[Extracted data entries]
▬▬▬▬▬▬▬▬▬▬

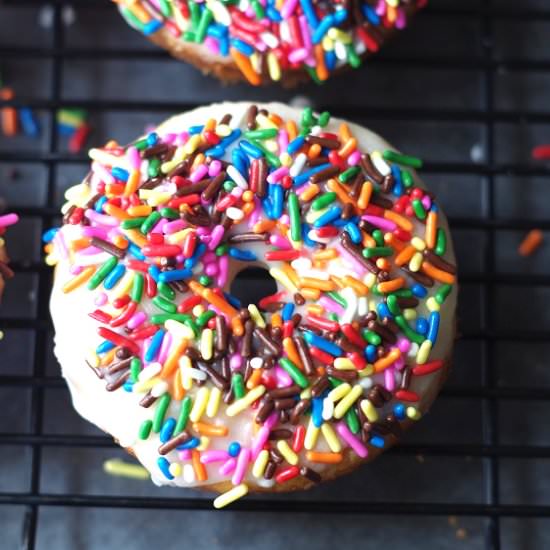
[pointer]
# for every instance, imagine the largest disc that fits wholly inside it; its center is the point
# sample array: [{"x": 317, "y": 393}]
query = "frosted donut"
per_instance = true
[
  {"x": 304, "y": 385},
  {"x": 265, "y": 41}
]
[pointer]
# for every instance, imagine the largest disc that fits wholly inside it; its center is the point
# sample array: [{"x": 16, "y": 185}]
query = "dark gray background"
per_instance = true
[{"x": 426, "y": 93}]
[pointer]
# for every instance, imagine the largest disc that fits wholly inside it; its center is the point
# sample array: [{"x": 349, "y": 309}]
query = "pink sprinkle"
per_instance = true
[
  {"x": 382, "y": 223},
  {"x": 351, "y": 440},
  {"x": 8, "y": 219},
  {"x": 208, "y": 457},
  {"x": 227, "y": 467},
  {"x": 242, "y": 463},
  {"x": 136, "y": 320}
]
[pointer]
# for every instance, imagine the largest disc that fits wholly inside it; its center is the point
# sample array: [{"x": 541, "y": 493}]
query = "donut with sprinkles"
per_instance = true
[
  {"x": 263, "y": 41},
  {"x": 207, "y": 390}
]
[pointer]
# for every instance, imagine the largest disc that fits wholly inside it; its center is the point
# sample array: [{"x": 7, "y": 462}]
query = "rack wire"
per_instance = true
[{"x": 489, "y": 394}]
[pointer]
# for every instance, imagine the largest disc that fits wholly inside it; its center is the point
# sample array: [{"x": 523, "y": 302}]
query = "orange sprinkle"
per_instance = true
[
  {"x": 324, "y": 458},
  {"x": 405, "y": 255},
  {"x": 309, "y": 192},
  {"x": 385, "y": 362},
  {"x": 431, "y": 229},
  {"x": 365, "y": 195},
  {"x": 292, "y": 352},
  {"x": 437, "y": 274},
  {"x": 198, "y": 466},
  {"x": 245, "y": 67},
  {"x": 79, "y": 280},
  {"x": 531, "y": 242},
  {"x": 401, "y": 221},
  {"x": 204, "y": 428},
  {"x": 391, "y": 286},
  {"x": 254, "y": 380}
]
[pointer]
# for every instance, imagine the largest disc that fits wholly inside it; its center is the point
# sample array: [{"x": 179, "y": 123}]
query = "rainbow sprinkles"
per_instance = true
[
  {"x": 267, "y": 39},
  {"x": 300, "y": 387}
]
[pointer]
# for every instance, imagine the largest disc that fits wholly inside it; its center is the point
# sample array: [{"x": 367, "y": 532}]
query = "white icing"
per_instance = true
[{"x": 118, "y": 412}]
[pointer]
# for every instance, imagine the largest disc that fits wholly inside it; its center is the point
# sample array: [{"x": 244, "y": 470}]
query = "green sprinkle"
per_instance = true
[
  {"x": 349, "y": 174},
  {"x": 441, "y": 242},
  {"x": 352, "y": 420},
  {"x": 164, "y": 304},
  {"x": 237, "y": 383},
  {"x": 337, "y": 298},
  {"x": 409, "y": 332},
  {"x": 404, "y": 160},
  {"x": 391, "y": 302},
  {"x": 322, "y": 201},
  {"x": 145, "y": 429},
  {"x": 102, "y": 272},
  {"x": 266, "y": 133},
  {"x": 153, "y": 168},
  {"x": 185, "y": 410},
  {"x": 294, "y": 372},
  {"x": 377, "y": 251},
  {"x": 170, "y": 213},
  {"x": 135, "y": 368},
  {"x": 160, "y": 411},
  {"x": 419, "y": 210},
  {"x": 166, "y": 290},
  {"x": 372, "y": 338},
  {"x": 295, "y": 218},
  {"x": 133, "y": 223},
  {"x": 378, "y": 236},
  {"x": 442, "y": 293},
  {"x": 150, "y": 222}
]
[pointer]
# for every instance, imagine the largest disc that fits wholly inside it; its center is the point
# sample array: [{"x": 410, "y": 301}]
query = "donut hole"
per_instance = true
[{"x": 252, "y": 284}]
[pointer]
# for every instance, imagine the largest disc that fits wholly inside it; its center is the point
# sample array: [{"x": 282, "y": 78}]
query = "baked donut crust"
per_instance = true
[{"x": 115, "y": 412}]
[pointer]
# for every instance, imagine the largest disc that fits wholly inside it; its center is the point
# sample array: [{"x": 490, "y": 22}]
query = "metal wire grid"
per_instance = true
[{"x": 490, "y": 450}]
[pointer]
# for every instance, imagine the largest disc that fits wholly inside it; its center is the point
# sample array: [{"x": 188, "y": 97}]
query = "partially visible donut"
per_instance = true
[
  {"x": 313, "y": 380},
  {"x": 265, "y": 41}
]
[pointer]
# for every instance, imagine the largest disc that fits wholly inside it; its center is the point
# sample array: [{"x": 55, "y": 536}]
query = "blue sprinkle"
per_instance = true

▬▬▬▬▬▬▬▬▬▬

STATED EXERCISE: An exact transcription of all the entries is required, without the pictures.

SOLUTION TO THIS TASK:
[pointer]
# for every instance, imagine the largest disc that fits wholly inside it; its center is the point
# sample array: [{"x": 317, "y": 393}]
query = "frosted donut"
per_instance = true
[
  {"x": 304, "y": 385},
  {"x": 265, "y": 41}
]
[pointer]
# for every instance, imagine the largest disc that fits wholly inside it; its center is the point
# sample array: [{"x": 16, "y": 185}]
query = "dark gray background"
per_instance = true
[{"x": 426, "y": 93}]
[pointer]
# for every instance, imagine the largest disc that fits wholly inside it; its center is the point
# sample array: [{"x": 349, "y": 309}]
query = "pink sprinkle"
per_instance = true
[
  {"x": 382, "y": 223},
  {"x": 351, "y": 440},
  {"x": 8, "y": 219},
  {"x": 208, "y": 457},
  {"x": 227, "y": 467},
  {"x": 242, "y": 463},
  {"x": 136, "y": 320}
]
[pointer]
# for every instance, imagine the largest disc that fits wholly inside it; its center is the point
# sample array: [{"x": 541, "y": 493}]
query = "donut with sprinkles"
per_instance = true
[
  {"x": 263, "y": 41},
  {"x": 207, "y": 390}
]
[pointer]
# for every instance, imagine the largest disc that fits wholly inside it; its center is the point
# sample array: [{"x": 7, "y": 462}]
query = "rack wire"
per_instance = true
[{"x": 489, "y": 394}]
[pointer]
# for every instance, imagine the largest disc that fits wholly inside it; its center is the point
# sample array: [{"x": 523, "y": 302}]
query = "orange sprinkle"
per_instance = true
[
  {"x": 324, "y": 458},
  {"x": 405, "y": 255},
  {"x": 309, "y": 192},
  {"x": 385, "y": 362},
  {"x": 431, "y": 229},
  {"x": 365, "y": 195},
  {"x": 292, "y": 352},
  {"x": 437, "y": 274},
  {"x": 198, "y": 466},
  {"x": 245, "y": 67},
  {"x": 79, "y": 280},
  {"x": 531, "y": 242},
  {"x": 401, "y": 221},
  {"x": 204, "y": 428},
  {"x": 391, "y": 286},
  {"x": 254, "y": 380}
]
[pointer]
# for every instance, imagine the largest disc that fits wholly inside it; its center is the point
# sample array: [{"x": 179, "y": 123}]
query = "rainbow sprinkles"
per_instance = true
[
  {"x": 267, "y": 39},
  {"x": 300, "y": 387}
]
[pointer]
# for every instance, imagine the largest disc that fits wholly inside it; its center is the point
# sample array: [{"x": 367, "y": 532}]
query = "white icing"
per_instance = true
[{"x": 118, "y": 412}]
[pointer]
# for every instance, imagine the largest disc that fits wholly inside it; its center is the point
# sample array: [{"x": 244, "y": 470}]
query = "green sprinkle"
per_instance = true
[
  {"x": 349, "y": 174},
  {"x": 441, "y": 242},
  {"x": 352, "y": 420},
  {"x": 164, "y": 304},
  {"x": 237, "y": 383},
  {"x": 337, "y": 298},
  {"x": 409, "y": 332},
  {"x": 404, "y": 160},
  {"x": 391, "y": 302},
  {"x": 322, "y": 201},
  {"x": 145, "y": 429},
  {"x": 102, "y": 272},
  {"x": 266, "y": 133},
  {"x": 153, "y": 168},
  {"x": 185, "y": 410},
  {"x": 294, "y": 372},
  {"x": 377, "y": 251},
  {"x": 170, "y": 213},
  {"x": 135, "y": 368},
  {"x": 160, "y": 411},
  {"x": 419, "y": 210},
  {"x": 166, "y": 290},
  {"x": 372, "y": 338},
  {"x": 295, "y": 218},
  {"x": 133, "y": 223},
  {"x": 378, "y": 236},
  {"x": 442, "y": 293},
  {"x": 150, "y": 222}
]
[pointer]
# for every instance, imagine the largest disc that fits wholly inside it; its center is the point
# sample array: [{"x": 410, "y": 301}]
query = "donut hole"
per_instance = true
[{"x": 252, "y": 284}]
[pointer]
# for every instance, imagine the largest disc that fits wholly inside it; its center is the point
# sample array: [{"x": 282, "y": 78}]
query = "baked donut crust"
per_instance = true
[{"x": 115, "y": 412}]
[pointer]
# for every instance, imagine the largest disc that fits wholly inside it; its center is the point
# sample array: [{"x": 490, "y": 22}]
query = "metal wire grid"
per_instance = true
[{"x": 490, "y": 450}]
[pointer]
# for every instance, imagine the largest disc that fits wholly inside it; its center is the point
# sample array: [{"x": 188, "y": 97}]
query = "partially visible donut"
per_instance = true
[
  {"x": 313, "y": 380},
  {"x": 265, "y": 41}
]
[pointer]
# for every instance, imagine the largest disc that fits wholly inside it; its center is the point
# sample array: [{"x": 55, "y": 536}]
query = "blue sprinkle"
per_instance = true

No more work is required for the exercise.